▶ [Exercise details]: There is one span to output from the data below: the lines starting at the line with "Query: red tile roof" and ending at the line with "62, row 29.". Output it exactly, ends included, nothing more.

== Segment start ==

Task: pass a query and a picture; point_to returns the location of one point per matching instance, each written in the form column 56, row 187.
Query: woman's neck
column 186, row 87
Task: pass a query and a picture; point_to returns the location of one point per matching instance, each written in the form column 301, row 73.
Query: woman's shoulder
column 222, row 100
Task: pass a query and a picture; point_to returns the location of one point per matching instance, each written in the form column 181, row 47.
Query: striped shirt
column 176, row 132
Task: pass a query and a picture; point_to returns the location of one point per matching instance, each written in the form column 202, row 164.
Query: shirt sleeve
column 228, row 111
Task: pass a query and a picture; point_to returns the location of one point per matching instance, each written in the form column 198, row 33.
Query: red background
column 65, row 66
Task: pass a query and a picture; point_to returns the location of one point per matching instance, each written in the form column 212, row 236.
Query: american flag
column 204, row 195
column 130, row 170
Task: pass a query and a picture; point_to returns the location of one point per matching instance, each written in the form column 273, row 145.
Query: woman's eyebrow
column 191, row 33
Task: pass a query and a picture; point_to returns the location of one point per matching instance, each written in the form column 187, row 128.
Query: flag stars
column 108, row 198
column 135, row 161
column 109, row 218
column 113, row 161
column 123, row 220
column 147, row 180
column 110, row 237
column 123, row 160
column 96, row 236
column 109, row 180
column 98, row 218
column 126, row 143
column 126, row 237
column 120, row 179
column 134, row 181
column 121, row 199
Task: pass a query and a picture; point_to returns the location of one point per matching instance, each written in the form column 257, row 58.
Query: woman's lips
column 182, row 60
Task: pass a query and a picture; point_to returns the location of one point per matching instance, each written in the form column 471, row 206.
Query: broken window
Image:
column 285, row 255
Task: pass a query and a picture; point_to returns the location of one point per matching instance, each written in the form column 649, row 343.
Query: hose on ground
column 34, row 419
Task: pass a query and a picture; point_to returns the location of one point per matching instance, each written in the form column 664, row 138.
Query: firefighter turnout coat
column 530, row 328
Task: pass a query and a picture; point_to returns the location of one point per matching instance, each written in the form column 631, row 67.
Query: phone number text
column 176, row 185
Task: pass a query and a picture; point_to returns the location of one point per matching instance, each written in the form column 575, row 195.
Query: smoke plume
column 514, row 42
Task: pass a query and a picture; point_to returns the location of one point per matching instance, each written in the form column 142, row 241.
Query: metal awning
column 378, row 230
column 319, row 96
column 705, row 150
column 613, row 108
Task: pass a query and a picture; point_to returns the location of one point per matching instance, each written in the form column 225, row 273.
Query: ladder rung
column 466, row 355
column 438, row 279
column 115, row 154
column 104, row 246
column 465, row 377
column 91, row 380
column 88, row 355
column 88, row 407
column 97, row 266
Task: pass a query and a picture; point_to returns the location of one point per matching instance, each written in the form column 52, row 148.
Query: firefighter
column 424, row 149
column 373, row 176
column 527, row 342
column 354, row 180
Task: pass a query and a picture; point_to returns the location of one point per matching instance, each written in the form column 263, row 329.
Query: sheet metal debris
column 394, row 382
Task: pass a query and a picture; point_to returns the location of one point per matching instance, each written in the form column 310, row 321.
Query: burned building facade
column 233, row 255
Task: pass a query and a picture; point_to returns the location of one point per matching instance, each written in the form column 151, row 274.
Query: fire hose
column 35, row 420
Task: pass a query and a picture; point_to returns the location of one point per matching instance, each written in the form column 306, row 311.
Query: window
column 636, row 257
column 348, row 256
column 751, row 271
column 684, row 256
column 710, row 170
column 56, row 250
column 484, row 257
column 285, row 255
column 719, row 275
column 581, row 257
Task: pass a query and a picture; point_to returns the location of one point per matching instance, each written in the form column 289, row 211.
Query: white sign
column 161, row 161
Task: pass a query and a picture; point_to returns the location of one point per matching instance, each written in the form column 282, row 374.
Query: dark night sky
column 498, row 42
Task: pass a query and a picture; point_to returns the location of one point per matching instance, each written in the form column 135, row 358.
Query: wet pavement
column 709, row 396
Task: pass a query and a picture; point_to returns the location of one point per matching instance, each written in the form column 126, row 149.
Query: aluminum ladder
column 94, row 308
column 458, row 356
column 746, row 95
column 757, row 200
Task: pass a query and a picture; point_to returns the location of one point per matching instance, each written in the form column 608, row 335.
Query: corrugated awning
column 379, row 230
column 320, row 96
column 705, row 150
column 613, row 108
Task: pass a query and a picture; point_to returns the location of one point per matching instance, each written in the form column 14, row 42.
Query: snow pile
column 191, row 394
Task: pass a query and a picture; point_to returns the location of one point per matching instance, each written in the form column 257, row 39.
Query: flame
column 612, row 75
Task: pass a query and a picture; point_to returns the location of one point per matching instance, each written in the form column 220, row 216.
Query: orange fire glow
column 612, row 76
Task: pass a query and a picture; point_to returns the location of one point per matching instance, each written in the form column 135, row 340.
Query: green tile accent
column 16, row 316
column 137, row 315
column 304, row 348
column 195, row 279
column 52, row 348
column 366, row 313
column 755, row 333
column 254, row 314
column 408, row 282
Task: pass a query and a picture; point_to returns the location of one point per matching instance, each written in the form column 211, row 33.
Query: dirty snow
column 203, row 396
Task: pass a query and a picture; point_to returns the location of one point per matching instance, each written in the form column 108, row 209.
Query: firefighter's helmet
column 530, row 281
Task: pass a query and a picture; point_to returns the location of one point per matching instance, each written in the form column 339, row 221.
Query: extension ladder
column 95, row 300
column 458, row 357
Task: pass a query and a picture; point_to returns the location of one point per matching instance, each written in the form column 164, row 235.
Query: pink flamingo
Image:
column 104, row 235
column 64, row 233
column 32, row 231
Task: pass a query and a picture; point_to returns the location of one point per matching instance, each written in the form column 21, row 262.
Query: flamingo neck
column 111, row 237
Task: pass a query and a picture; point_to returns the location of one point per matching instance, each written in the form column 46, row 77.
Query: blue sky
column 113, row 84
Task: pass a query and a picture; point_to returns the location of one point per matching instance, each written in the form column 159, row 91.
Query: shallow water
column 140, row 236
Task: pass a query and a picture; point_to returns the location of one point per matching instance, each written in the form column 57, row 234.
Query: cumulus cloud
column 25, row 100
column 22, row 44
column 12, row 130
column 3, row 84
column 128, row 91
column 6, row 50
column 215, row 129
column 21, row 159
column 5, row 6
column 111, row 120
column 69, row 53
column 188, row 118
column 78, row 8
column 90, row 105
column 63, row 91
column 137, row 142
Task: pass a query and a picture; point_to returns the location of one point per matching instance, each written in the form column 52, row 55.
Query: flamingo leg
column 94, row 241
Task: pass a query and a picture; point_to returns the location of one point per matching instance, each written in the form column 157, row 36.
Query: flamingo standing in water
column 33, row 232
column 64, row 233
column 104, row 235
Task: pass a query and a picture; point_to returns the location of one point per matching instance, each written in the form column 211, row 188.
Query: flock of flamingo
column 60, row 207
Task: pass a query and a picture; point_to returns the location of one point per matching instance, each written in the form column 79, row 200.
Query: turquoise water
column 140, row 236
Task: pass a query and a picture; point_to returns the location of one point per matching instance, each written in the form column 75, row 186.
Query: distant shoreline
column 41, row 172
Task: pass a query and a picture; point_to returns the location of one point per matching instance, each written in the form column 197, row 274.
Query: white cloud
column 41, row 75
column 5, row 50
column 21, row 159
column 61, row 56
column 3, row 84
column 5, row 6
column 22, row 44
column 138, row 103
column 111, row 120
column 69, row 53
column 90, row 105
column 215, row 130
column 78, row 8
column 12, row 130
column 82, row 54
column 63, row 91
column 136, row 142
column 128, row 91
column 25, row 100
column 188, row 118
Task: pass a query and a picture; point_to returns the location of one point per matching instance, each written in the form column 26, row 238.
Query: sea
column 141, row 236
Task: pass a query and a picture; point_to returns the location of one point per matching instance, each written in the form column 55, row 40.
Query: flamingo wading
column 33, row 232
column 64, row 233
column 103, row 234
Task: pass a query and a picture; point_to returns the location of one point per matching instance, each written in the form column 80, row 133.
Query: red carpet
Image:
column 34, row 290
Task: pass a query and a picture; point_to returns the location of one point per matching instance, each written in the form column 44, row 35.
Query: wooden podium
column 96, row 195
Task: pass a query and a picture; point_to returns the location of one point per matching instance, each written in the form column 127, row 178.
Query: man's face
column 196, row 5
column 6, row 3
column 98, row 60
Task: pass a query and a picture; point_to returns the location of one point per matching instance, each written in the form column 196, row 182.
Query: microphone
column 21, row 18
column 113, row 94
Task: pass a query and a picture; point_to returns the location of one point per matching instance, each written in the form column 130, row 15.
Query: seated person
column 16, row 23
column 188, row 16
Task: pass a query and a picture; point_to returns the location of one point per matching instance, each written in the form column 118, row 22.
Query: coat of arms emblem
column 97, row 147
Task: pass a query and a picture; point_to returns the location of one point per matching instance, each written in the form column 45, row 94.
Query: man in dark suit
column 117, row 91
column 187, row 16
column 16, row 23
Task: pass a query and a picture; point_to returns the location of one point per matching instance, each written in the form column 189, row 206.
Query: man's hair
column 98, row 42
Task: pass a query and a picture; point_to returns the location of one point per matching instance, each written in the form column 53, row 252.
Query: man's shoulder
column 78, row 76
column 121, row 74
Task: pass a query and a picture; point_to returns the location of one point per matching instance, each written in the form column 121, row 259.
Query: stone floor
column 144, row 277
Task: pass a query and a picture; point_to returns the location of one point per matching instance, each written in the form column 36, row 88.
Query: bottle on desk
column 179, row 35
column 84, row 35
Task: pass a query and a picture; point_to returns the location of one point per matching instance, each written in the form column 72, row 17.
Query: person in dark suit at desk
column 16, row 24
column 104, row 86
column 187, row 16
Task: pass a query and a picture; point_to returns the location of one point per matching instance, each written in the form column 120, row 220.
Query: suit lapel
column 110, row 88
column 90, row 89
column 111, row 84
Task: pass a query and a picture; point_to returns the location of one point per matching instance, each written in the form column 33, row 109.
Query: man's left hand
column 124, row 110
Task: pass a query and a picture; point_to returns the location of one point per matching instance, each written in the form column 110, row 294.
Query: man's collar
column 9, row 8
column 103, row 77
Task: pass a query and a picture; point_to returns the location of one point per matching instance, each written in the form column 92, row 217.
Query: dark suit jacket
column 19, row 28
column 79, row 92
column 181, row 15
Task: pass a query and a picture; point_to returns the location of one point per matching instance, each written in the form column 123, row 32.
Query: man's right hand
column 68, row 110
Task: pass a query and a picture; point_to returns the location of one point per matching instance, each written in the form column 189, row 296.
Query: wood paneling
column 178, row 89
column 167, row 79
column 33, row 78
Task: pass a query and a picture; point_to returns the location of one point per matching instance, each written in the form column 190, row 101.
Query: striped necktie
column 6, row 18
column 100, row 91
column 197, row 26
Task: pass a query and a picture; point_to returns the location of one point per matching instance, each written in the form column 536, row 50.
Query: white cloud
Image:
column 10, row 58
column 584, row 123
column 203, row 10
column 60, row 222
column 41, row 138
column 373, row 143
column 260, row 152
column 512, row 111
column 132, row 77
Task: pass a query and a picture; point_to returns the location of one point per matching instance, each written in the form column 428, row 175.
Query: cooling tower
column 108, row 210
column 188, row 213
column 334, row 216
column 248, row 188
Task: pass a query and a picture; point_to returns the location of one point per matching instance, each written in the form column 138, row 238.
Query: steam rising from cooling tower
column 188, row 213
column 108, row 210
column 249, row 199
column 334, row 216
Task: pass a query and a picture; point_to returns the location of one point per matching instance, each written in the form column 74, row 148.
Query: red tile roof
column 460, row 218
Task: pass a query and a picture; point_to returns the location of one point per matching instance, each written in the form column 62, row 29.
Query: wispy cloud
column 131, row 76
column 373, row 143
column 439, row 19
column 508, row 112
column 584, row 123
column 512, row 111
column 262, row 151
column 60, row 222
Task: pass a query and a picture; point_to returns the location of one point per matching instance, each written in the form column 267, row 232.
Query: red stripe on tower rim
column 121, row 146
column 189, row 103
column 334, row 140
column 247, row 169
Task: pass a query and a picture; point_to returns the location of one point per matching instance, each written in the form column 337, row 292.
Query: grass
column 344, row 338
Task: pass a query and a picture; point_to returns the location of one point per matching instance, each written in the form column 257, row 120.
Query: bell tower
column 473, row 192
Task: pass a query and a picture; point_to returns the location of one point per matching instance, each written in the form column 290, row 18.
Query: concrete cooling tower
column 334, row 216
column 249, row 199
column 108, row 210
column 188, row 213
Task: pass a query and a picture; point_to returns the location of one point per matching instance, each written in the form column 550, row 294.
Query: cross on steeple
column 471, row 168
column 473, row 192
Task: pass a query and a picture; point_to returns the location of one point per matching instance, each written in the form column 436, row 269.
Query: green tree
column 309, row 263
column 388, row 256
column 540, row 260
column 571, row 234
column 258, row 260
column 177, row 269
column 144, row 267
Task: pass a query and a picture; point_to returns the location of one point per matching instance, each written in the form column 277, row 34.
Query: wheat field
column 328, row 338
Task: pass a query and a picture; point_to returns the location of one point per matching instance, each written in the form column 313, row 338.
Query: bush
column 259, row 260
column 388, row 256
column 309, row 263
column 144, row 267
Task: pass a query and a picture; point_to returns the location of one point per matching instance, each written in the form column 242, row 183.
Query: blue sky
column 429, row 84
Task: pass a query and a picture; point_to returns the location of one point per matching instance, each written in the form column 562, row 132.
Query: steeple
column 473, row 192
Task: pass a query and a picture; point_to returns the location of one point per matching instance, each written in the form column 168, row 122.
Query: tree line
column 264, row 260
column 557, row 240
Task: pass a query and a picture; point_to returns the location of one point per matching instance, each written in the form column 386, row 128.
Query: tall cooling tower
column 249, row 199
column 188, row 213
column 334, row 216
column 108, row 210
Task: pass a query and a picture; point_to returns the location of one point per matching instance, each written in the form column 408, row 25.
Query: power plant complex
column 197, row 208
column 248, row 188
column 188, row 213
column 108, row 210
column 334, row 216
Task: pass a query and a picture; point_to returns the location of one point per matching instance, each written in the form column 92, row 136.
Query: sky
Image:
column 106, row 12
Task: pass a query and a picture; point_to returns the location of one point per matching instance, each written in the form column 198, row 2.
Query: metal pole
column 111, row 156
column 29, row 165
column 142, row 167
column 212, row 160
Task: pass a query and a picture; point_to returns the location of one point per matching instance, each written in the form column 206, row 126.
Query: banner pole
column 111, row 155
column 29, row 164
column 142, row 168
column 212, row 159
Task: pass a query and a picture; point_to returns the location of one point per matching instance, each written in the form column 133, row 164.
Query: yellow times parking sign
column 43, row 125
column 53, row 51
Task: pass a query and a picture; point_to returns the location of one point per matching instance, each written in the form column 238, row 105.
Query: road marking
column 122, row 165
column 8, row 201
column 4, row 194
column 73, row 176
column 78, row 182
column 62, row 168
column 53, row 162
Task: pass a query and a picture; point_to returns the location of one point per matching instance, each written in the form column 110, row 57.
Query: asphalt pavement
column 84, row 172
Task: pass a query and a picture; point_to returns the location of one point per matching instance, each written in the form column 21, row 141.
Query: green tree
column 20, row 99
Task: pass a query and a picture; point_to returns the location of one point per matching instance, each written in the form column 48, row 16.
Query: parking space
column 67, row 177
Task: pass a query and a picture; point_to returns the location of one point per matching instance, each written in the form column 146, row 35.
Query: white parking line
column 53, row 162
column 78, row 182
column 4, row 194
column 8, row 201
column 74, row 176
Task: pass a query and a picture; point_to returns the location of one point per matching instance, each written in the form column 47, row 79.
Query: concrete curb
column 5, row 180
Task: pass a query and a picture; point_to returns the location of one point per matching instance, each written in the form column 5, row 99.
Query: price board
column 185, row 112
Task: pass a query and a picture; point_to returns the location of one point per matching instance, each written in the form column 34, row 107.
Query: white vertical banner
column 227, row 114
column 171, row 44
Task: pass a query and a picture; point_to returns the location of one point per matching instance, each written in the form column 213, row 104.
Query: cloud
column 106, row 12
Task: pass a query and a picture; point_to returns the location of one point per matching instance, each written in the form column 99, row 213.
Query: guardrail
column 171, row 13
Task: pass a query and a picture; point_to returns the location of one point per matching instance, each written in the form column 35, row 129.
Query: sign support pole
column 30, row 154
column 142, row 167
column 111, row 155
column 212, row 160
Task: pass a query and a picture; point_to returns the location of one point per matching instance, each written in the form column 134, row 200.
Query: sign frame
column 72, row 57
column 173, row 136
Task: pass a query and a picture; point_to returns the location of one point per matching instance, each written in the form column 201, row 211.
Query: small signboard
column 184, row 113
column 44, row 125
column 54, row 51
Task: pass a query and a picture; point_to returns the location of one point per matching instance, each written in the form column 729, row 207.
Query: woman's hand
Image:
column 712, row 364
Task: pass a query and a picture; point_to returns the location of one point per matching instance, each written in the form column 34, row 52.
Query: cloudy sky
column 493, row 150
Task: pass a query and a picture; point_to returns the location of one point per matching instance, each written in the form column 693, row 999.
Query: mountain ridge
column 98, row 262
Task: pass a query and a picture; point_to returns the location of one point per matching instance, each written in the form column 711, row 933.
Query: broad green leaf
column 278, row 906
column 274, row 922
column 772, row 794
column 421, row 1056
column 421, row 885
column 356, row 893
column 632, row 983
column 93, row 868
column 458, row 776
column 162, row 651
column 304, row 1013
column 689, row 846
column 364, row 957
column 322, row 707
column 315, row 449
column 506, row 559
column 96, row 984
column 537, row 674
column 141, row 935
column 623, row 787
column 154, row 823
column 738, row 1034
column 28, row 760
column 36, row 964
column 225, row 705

== Segment end ==

▶ [Exercise output]:
Query: red tile roof
column 460, row 218
Task: pass a query and a picture; point_to returns the location of one point per matching instance, each written in the form column 62, row 29.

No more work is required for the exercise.